Written exercise - Which of the lines below contain the word "Target"? Pick out each of them and copy it in full.

— start of Records for this task —

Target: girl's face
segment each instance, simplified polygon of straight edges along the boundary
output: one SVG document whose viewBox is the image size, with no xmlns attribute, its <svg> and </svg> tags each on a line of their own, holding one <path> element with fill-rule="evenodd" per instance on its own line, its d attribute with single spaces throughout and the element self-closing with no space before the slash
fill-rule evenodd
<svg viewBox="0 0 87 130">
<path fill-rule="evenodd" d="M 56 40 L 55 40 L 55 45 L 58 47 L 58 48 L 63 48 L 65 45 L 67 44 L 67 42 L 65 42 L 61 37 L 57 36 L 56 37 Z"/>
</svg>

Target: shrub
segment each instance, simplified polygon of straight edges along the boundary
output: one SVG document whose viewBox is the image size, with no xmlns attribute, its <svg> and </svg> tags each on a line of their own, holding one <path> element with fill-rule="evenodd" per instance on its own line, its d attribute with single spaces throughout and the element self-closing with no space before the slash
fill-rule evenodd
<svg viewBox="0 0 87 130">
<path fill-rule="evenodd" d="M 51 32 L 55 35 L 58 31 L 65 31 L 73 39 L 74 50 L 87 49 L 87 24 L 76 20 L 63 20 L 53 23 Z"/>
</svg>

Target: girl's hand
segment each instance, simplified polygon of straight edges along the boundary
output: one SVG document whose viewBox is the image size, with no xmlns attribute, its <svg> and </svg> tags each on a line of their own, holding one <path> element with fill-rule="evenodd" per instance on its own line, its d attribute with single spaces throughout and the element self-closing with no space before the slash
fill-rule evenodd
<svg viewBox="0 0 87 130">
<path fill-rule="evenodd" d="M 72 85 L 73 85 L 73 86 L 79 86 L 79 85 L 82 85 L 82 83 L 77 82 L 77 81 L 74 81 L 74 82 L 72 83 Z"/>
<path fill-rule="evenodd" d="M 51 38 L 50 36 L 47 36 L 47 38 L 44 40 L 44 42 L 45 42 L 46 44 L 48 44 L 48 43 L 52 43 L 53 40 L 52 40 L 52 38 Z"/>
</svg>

— end of Records for this task —

Result for this task -
Target: girl's face
Target: shrub
Target: girl's hand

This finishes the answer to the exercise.